The task: From the text on anti-transgender discrimination, write out the passage that begins at the words "According to the" and stops after "reduced or eliminated.", switching "Medicaid" to "public health insurance" wherever it appears.

The high cost of anti-transgender discrimination

The Williams Institute recently released a study highlighting the high cost that discrimination against transgender New Yorkers has for the state each year. As with a similar study conducted for Massachusetts in 2011, this report highlights the urgent need to pass legislation protecting all New Yorkers from employment and housing discrimination. Currently, only 59% of transgender New Yorkers are protected by local anti-discrimination ordinances.

According to the Williams Institute study, banning discrimination in housing and employment against the remaining 23,800 transgender New Yorkers could reduce the following costs related to discrimination:

  • Employment discrimination costs the State of New York more than $1million annually in Medicaid expenditures.
  • Housing discrimination in the State of New York may cost from $475,000 to $5.9 million annually in federal and state housing program expenditures and other costs related to homelessness.
  • Transgender workers in New York could generate millions more dollars in income tax revenues for the State if employment discrimination was reduced or eliminated.

In other words, employment and housing discrimination against transgender New Yorkers may cost from $1.5 to $7 million in Medicaid and housing program expenditures, not including additional millions in state income tax revenues that could be generated if employment discrimination was reduced.

The study estimates that if transgender residents of New York had incomes similar to the general population, this group of workers could generate over $2.7 million in additional income tax revenue per year.

The Task Force believes that all New Yorkers should have the right to seek and keep employment and housing without being turned away due to bias. Legislation to protect and all residents from discrimination based on gender identity in New York has introduced in the form of the Gender Expression Non-Discrimination Act (GENDA). Last October, Task Force Field Organizer Causten Wollerman testified on the need for the New York Senate to finally pass GENDA.

In addition to passing GENDA, the Williams Institute study highlights the need to pass the federal Employment Nondiscrimination Act (ENDA). Just as protections against discrimination vary throughout New York, protections against discrimination nationally vary across states and municipalities.

Right now it is legal to fire someone in 29 states because they are lesbian, gay or bisexual; in 34 states, like New York, it is legal to fire someone solely for being transgender. Join the Task Force in urging Congress to pass ENDA, which we expect action on later this summer.

Data shown:

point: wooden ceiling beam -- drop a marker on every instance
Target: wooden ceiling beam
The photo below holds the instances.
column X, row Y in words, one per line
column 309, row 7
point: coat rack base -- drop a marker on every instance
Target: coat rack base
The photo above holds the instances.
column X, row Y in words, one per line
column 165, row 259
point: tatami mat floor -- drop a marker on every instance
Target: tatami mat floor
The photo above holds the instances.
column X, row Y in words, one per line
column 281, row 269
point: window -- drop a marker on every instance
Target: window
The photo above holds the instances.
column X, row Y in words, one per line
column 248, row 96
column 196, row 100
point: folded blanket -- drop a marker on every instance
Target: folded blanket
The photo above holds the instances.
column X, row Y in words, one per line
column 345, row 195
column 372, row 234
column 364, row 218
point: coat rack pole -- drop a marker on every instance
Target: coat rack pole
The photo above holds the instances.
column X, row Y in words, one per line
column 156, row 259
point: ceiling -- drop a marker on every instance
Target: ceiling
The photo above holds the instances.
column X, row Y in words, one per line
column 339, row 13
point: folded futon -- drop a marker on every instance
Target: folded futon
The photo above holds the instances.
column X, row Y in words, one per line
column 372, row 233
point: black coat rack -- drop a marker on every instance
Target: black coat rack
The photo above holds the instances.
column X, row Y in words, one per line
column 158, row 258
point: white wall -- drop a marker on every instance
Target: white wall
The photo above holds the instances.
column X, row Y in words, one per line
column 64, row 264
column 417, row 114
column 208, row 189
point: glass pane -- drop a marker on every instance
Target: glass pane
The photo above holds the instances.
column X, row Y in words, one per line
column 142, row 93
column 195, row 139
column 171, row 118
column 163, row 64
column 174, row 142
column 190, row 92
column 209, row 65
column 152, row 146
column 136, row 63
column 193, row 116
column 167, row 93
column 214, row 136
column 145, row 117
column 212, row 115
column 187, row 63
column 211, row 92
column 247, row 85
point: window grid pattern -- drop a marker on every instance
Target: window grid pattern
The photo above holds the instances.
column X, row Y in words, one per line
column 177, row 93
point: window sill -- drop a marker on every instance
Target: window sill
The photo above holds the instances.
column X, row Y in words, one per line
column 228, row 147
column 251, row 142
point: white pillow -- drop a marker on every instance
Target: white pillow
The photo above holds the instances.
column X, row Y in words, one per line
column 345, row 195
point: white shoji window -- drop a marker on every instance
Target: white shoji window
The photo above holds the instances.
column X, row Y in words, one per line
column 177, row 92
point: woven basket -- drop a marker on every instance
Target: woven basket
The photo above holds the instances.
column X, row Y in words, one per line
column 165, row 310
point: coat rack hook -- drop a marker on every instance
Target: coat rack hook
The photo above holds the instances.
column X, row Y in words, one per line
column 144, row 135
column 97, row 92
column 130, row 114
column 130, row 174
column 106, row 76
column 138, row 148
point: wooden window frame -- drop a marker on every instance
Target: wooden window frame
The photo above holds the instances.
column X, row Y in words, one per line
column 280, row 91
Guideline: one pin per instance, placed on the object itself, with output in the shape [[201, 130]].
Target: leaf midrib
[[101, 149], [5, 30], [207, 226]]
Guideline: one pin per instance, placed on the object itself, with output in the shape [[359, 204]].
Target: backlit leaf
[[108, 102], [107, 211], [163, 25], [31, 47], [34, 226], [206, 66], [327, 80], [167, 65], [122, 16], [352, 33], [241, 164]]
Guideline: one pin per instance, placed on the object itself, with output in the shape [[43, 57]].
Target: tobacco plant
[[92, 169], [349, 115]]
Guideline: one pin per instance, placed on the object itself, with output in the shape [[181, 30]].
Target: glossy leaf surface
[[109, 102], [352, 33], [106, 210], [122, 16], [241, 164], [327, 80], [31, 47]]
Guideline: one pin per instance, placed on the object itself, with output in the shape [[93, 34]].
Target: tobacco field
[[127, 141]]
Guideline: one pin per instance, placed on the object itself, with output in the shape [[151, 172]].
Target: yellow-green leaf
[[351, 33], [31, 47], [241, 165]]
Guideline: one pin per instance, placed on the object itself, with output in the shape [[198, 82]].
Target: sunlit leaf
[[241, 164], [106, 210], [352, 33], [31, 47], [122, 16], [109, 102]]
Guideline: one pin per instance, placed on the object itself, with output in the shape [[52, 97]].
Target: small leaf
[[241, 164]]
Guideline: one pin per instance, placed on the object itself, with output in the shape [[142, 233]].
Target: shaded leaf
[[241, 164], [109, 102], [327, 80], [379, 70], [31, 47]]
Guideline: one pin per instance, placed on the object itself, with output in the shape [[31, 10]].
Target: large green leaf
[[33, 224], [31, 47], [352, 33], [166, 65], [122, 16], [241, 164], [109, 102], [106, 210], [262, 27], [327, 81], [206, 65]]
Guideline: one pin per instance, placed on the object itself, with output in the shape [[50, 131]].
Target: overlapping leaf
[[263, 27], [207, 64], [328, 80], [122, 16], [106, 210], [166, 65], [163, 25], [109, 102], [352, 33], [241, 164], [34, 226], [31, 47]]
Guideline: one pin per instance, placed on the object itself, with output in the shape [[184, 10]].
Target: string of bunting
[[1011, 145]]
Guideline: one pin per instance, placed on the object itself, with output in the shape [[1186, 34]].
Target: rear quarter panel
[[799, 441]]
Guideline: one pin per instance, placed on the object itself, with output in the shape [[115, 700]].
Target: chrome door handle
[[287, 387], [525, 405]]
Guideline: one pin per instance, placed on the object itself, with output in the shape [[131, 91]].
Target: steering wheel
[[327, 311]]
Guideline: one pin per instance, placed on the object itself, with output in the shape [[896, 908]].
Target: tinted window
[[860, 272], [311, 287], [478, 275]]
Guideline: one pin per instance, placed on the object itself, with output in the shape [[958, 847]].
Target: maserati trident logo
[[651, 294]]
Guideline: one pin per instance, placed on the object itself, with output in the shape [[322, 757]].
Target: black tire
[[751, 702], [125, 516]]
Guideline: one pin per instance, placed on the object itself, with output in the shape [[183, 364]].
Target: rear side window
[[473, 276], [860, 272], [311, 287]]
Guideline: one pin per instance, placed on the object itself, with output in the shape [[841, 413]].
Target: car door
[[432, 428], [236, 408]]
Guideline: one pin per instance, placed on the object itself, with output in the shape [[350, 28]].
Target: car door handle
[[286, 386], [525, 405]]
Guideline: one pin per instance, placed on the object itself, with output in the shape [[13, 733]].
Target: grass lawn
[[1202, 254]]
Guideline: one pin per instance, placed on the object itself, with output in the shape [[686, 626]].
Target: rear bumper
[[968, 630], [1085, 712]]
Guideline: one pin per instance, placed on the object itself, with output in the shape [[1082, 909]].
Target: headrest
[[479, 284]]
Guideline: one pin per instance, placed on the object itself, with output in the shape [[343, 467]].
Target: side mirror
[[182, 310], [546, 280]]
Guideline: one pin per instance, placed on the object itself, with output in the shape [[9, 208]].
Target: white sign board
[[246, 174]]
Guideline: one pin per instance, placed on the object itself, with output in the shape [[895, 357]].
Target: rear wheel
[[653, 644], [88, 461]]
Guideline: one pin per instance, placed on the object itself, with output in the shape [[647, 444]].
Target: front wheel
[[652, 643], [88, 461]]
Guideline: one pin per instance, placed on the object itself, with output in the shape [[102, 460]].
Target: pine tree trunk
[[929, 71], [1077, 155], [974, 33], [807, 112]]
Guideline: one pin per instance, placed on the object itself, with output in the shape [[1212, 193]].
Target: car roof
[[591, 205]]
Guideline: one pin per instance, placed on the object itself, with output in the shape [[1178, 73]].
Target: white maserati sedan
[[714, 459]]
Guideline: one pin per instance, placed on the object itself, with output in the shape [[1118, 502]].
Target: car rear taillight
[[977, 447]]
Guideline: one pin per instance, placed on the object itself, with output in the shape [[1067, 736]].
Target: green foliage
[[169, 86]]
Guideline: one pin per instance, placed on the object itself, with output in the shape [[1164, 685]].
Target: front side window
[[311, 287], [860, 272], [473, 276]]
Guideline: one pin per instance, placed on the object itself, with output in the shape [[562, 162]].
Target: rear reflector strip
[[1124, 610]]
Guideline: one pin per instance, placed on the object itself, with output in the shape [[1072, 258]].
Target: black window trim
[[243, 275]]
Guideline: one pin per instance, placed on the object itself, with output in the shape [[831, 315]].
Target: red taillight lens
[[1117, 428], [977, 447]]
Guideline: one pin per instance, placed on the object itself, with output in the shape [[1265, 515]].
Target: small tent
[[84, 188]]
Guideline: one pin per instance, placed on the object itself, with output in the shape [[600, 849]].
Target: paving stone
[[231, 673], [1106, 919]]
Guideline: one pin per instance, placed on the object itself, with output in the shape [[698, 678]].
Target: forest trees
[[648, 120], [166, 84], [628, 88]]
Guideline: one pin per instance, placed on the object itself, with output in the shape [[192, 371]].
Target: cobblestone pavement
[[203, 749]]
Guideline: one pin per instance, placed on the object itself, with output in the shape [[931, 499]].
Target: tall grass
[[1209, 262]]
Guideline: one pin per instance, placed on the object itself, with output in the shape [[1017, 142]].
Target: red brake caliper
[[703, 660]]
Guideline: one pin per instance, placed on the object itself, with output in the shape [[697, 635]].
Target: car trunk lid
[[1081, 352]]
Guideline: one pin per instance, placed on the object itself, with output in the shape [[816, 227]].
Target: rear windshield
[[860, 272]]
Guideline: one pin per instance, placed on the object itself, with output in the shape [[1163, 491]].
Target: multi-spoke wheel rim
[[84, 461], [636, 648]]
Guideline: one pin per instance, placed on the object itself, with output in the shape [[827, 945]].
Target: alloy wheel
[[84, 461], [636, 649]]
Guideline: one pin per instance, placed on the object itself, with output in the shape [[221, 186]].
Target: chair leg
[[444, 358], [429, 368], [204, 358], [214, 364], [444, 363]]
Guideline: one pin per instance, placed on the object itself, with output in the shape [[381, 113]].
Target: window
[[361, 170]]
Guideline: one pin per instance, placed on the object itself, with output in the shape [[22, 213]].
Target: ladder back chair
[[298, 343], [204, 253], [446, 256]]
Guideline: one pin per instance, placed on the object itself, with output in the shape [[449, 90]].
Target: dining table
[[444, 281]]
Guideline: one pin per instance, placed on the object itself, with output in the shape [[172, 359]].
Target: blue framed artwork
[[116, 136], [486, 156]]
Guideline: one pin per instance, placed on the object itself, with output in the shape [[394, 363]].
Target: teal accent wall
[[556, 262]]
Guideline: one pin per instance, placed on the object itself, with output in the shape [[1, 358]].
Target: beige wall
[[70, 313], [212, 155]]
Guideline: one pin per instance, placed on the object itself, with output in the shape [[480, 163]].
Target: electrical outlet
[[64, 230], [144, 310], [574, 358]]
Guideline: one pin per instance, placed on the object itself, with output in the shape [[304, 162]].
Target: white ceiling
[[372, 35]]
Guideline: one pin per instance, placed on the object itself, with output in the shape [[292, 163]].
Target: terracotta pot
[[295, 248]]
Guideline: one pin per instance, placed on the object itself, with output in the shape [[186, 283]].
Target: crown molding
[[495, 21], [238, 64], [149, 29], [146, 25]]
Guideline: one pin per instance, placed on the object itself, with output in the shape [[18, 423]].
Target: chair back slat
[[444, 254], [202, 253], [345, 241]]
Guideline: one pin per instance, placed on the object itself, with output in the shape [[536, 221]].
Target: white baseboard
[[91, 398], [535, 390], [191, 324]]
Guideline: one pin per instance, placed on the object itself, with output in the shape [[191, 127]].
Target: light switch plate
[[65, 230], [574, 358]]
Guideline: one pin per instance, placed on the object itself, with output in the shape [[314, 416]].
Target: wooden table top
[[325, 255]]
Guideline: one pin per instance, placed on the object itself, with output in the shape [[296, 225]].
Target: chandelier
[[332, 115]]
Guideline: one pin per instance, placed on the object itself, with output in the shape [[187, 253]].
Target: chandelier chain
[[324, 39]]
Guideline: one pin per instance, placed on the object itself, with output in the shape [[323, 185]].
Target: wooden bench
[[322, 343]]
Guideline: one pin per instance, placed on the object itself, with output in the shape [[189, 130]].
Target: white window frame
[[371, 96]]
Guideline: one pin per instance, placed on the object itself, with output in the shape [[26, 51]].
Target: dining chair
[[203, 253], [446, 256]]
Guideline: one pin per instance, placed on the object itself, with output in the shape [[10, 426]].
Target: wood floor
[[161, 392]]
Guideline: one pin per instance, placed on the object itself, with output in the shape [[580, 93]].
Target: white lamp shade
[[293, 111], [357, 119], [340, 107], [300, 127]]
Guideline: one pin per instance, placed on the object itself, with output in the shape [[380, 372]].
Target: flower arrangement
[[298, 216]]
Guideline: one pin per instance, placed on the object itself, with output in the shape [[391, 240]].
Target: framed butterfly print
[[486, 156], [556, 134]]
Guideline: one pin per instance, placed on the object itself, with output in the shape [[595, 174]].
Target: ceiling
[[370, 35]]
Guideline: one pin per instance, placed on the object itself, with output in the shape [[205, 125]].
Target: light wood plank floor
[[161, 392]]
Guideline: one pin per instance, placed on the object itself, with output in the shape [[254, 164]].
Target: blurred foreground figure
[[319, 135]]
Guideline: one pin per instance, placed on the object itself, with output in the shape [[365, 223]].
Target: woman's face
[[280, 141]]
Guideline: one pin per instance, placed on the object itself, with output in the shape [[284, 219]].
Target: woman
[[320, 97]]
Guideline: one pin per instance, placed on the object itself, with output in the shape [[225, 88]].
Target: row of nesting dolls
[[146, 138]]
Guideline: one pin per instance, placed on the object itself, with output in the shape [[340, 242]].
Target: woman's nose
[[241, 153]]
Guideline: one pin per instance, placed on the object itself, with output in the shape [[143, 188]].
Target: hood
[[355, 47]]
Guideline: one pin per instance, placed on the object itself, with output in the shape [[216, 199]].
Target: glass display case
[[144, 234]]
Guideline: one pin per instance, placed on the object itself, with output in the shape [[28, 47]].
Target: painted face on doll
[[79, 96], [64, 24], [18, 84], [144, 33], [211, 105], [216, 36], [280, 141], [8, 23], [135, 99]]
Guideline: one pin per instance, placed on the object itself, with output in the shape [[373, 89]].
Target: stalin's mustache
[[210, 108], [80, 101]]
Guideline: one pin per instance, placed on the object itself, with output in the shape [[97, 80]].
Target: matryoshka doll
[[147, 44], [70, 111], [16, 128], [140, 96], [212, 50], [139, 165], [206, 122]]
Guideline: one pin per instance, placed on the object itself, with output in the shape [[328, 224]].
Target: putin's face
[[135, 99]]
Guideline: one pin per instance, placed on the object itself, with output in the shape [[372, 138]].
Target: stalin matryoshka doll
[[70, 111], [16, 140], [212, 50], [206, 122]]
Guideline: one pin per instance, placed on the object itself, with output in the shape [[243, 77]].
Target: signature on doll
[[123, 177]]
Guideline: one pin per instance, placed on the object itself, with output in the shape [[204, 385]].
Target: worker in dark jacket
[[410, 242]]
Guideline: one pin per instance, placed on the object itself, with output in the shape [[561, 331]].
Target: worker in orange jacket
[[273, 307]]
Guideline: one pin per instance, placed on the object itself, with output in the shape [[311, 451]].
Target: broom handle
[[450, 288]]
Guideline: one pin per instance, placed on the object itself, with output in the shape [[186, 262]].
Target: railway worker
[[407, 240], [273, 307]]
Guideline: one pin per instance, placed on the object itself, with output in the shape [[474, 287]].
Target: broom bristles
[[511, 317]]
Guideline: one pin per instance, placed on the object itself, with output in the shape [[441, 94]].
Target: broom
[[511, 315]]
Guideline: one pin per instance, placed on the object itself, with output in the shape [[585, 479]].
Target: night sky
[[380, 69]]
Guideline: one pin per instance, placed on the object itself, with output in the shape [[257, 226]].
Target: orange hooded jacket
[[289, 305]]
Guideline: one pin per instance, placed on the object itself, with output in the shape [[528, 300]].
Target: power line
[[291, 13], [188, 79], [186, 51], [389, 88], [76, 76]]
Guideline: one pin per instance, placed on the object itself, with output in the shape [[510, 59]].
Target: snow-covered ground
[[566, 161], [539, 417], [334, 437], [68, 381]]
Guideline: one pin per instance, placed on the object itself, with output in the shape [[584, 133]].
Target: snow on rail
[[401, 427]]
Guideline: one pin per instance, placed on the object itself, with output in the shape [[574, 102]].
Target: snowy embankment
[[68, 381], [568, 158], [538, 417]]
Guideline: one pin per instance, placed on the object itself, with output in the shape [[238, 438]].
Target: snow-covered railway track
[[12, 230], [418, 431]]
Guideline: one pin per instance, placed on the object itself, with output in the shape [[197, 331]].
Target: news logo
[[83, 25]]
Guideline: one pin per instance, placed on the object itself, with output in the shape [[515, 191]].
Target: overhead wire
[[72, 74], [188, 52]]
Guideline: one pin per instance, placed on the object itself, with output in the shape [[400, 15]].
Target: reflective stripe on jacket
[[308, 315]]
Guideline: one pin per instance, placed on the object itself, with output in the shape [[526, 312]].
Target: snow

Result for this task:
According to the Williams Institute study, banning discrimination in housing and employment against the remaining 23,800 transgender New Yorkers could reduce the following costs related to discrimination:

  • Employment discrimination costs the State of New York more than $1million annually in public health insurance expenditures.
  • Housing discrimination in the State of New York may cost from $475,000 to $5.9 million annually in federal and state housing program expenditures and other costs related to homelessness.
  • Transgender workers in New York could generate millions more dollars in income tax revenues for the State if employment discrimination was reduced or eliminated.